Extract –
********

Chapter 38
REPERCUSSIONS BEGIN
Hal and Adrienne Kennedy, his fiancee, had put me up on a fold-out bed in
his study. I awoke therein on Wednesday, 7 June 1972, in a mood that was
a combination of a comfortable feeling coupled with an ice cream hangover.
The sense of comfort involved the certainty that I had only three more days
to spend at SRI -- and which would constitute the END of all this parapsychology
stuff. I could then reclaim my life and get on with my creative visions.
Hal was elated as we drove to Pete’s coffee place,
but I was sardonic. It was clear to me by now that he fully intended to
attempt setting up a project at SRI. But I was gloomy in this regard --
largely because I was thinking through what later turned out to be two misconceptions
or "realities."
"If you try to do this," I warned him,
"you’re sure to end up in Time magazine’s Fraud Box, and the
parapsychologists will hate you anyway. You’ll be dead in the water from
the start."
In talking along these lines, I was thinking in terms of parapsychology’s
closed, ghettoized system characterized by internecine warfare.

********

Given information –

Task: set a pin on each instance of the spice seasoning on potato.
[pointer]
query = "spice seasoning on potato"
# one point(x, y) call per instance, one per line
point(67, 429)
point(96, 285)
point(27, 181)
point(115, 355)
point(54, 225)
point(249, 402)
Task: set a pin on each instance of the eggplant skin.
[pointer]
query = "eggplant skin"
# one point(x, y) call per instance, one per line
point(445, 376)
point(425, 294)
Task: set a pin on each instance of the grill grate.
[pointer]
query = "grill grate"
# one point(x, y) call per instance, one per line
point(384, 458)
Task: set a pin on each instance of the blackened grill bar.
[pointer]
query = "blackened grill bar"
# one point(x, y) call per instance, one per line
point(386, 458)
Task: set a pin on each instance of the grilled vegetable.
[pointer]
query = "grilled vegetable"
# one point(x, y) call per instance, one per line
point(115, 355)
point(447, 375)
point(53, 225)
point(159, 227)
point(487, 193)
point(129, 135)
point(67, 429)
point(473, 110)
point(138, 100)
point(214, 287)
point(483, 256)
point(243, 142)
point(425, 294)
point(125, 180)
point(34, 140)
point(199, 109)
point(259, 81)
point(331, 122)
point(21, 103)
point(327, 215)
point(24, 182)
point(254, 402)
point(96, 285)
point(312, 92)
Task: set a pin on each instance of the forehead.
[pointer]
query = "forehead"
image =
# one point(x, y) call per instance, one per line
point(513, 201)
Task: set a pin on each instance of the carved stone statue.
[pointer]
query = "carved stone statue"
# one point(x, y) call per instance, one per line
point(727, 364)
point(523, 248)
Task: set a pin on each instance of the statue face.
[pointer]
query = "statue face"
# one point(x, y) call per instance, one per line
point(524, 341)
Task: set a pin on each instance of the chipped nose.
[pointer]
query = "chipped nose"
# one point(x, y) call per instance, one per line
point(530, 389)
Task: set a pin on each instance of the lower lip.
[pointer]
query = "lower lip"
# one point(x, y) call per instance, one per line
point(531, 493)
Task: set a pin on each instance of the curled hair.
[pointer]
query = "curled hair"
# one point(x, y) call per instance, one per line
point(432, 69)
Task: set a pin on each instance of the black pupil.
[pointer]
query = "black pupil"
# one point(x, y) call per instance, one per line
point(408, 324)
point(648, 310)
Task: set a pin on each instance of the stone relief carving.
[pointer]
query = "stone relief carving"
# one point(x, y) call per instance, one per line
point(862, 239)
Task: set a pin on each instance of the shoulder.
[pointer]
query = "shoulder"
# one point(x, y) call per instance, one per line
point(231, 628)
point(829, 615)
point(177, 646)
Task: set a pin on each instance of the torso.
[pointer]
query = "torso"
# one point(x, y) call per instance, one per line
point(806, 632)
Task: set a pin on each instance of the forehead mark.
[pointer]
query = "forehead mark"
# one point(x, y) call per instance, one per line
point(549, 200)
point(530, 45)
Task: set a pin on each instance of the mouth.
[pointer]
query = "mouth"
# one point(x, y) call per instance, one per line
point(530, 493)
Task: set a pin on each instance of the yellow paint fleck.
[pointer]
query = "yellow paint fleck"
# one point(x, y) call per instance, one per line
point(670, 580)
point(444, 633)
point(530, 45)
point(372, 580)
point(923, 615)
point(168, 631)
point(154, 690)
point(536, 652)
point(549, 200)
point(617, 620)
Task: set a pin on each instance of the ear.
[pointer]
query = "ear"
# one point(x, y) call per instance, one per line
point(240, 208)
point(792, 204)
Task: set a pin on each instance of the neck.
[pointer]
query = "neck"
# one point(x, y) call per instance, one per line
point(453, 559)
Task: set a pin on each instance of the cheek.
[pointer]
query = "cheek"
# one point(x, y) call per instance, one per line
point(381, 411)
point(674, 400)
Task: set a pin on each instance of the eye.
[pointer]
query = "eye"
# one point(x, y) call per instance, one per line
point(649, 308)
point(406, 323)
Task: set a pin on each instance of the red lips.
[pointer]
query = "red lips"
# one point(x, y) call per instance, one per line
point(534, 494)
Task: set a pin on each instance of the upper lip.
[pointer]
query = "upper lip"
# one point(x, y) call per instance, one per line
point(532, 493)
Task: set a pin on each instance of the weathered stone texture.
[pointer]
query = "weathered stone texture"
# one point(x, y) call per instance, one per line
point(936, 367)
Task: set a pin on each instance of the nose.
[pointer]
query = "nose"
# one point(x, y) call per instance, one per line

********

Please copy everything in the chapter from "The sense of" down to "my creative visions." word for word.

Your solution –
The sense of comfort involved the certainty that I had only three more days
to spend at SRI -- and which would constitute the END of all this parapsychology
stuff. I could then reclaim my life and get on with my creative visions.